• **REQUIREMENT 1**: Give the lines of the records again from the line containing "Where can the blue" through the end of the records, with "pedestrian" switched to "person" and everything else unchanged.

• **TEXT PASSAGE**:
━━━━━━━━━━━━━━━━━━━━━━━━━━━━━━

4

In our church we have a few Ukrain refugees that visit the churc. To give them un understanding of the sermon, I made an app to send the translations real-time to Telegram.

I have implemented the Google speech-to-text API following this tutorial: https://github.com/googleapis/java-speech/blob/main/samples/snippets/src/main/java/com/example/speech/InfiniteStreamRecognize.java

This works well, but the recognition is often not accurate enough. Is it possible in Google to add audio files with transcriptions so that it can learn the output of the speaker? We have always the same speaker so if I can get Google to 'know' the speaker, I think the accuracy can be much higher. Or maybe somebody has another idea how to improve the accuracy? I did try the speech adaption boost (https://cloud.google.com/speech-to-text/docs/boost), but that wasn't really helpful.

1 Answers1

1

In context to your question I consulted the documentation and found some techniques that can perhaps be helpful for your problem statement. Please find below a description of the techniques:

  1. You can improve the transcription results by using “Model adaptation” techniques. It improves the transcription results by helping Speech-to-Text recognize specific words or phrases more frequently than other options that might otherwise be suggested.

━━━━━━━━━━━━━━━━━━━━━━━━━━━━━━

• **DATA SECTION**:
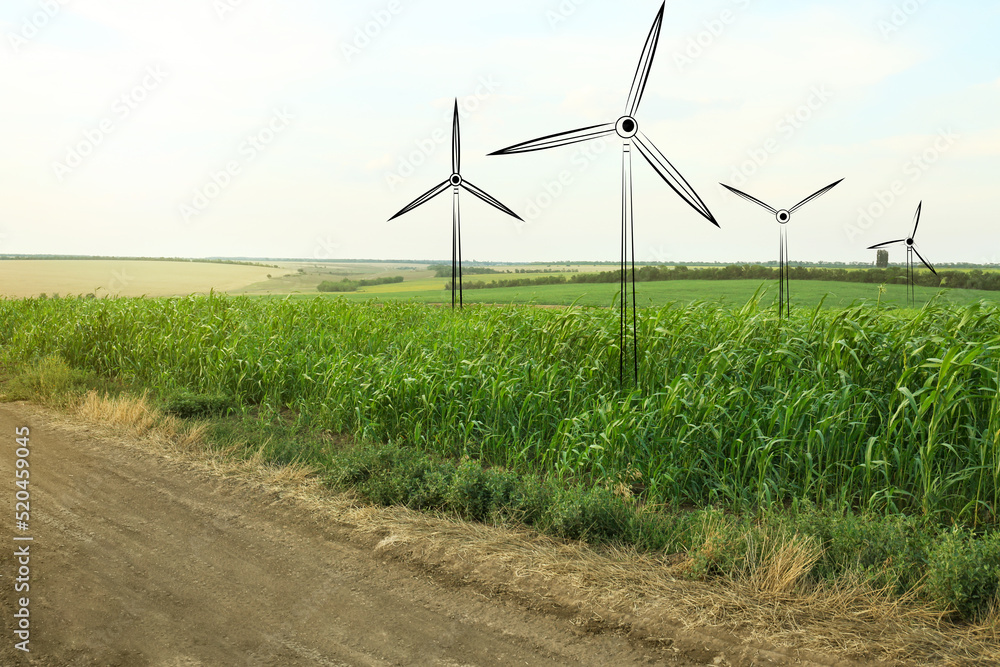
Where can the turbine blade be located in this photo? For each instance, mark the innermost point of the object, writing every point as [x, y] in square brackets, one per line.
[489, 199]
[673, 177]
[926, 263]
[882, 245]
[749, 198]
[645, 65]
[423, 199]
[813, 196]
[561, 139]
[456, 145]
[916, 221]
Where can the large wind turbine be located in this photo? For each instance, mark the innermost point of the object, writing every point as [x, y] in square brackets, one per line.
[456, 181]
[911, 248]
[784, 216]
[627, 128]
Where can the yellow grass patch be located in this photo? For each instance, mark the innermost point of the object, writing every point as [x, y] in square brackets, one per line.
[29, 278]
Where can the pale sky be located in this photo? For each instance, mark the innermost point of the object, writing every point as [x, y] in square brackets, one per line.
[296, 128]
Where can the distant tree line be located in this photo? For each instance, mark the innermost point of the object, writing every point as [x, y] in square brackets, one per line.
[347, 285]
[973, 279]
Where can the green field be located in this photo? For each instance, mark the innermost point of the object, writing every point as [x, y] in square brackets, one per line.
[871, 408]
[805, 294]
[873, 432]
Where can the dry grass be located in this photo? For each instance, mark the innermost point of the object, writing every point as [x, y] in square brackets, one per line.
[771, 608]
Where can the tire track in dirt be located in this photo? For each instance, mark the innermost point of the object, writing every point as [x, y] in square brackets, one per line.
[143, 561]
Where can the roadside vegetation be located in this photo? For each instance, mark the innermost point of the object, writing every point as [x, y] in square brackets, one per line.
[867, 439]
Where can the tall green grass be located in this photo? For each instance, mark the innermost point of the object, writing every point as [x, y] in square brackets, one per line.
[885, 411]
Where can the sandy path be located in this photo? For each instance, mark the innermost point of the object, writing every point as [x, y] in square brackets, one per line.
[138, 560]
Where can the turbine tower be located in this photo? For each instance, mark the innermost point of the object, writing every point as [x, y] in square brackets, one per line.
[627, 129]
[784, 216]
[911, 249]
[456, 182]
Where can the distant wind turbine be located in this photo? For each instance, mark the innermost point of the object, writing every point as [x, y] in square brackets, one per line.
[627, 128]
[456, 181]
[911, 249]
[784, 216]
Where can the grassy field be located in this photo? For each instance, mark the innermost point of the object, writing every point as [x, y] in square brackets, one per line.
[805, 294]
[887, 420]
[870, 408]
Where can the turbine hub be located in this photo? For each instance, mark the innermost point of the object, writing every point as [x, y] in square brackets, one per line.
[626, 127]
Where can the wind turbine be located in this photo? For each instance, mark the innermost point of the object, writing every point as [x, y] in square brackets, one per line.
[784, 216]
[627, 128]
[456, 181]
[911, 248]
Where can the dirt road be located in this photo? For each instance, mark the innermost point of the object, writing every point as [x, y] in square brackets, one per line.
[139, 560]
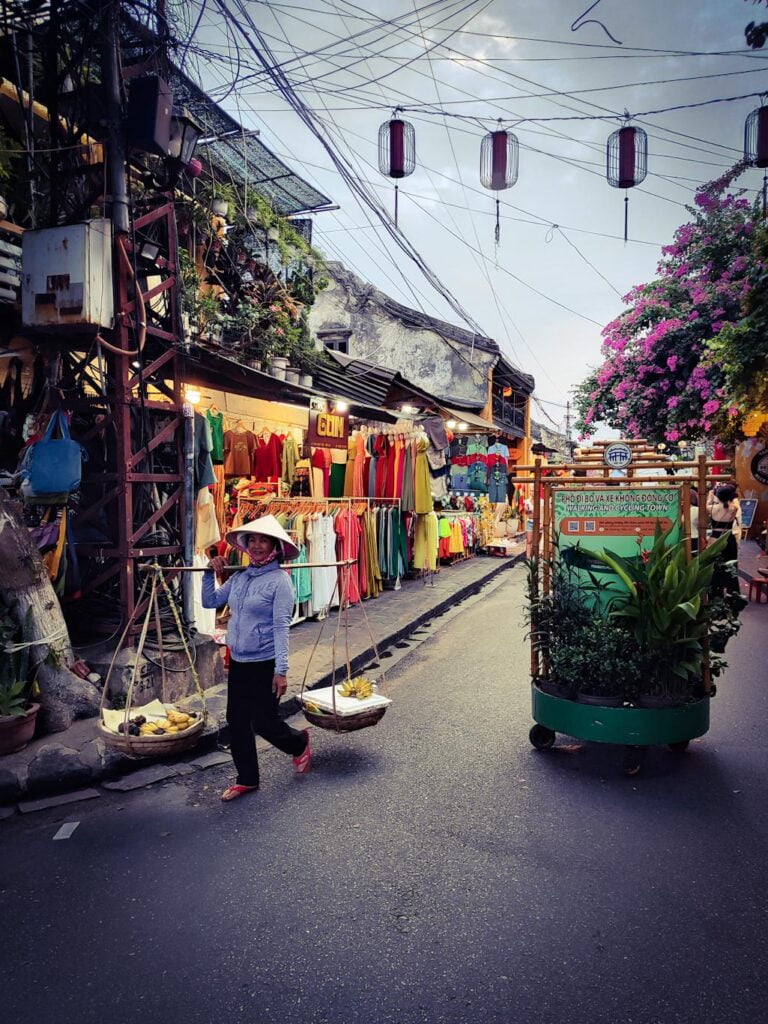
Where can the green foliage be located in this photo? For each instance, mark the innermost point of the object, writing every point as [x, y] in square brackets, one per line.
[652, 637]
[15, 685]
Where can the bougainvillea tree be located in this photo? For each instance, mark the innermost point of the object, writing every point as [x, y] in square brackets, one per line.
[687, 356]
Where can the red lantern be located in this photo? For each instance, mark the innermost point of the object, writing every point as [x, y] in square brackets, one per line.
[756, 145]
[756, 137]
[396, 152]
[627, 162]
[499, 161]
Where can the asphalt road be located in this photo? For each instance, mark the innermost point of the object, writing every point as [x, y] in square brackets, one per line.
[434, 868]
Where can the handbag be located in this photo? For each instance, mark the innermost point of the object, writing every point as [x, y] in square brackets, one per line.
[52, 465]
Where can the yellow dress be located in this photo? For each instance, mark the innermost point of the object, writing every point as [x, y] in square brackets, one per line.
[425, 542]
[423, 500]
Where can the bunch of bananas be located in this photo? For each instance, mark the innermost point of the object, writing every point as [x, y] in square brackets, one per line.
[314, 709]
[175, 721]
[358, 687]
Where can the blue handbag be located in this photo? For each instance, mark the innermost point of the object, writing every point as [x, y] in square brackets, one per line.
[52, 465]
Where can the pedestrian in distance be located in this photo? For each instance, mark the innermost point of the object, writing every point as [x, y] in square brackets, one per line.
[261, 601]
[725, 517]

━━━━━━━━━━━━━━━━━━━━━━━━━━━━━━

• **REQUIREMENT 2**: Duplicate the stretch of the speech-recognition thread from "I have implemented" through "wasn't really helpful.".

• **FULL SOLUTION 1**:
Where can the blue handbag be located in this photo? For each instance, mark the innermost point of the object, writing every point as [x, y] in square brackets, one per line.
[52, 465]
Where can the person in distance be located in this photo? For each instance, mark the innermost point of the object, writing every point as [x, y] in square brackets, one per line.
[261, 601]
[725, 517]

• **FULL SOLUTION 2**:
I have implemented the Google speech-to-text API following this tutorial: https://github.com/googleapis/java-speech/blob/main/samples/snippets/src/main/java/com/example/speech/InfiniteStreamRecognize.java

This works well, but the recognition is often not accurate enough. Is it possible in Google to add audio files with transcriptions so that it can learn the output of the speaker? We have always the same speaker so if I can get Google to 'know' the speaker, I think the accuracy can be much higher. Or maybe somebody has another idea how to improve the accuracy? I did try the speech adaption boost (https://cloud.google.com/speech-to-text/docs/boost), but that wasn't really helpful.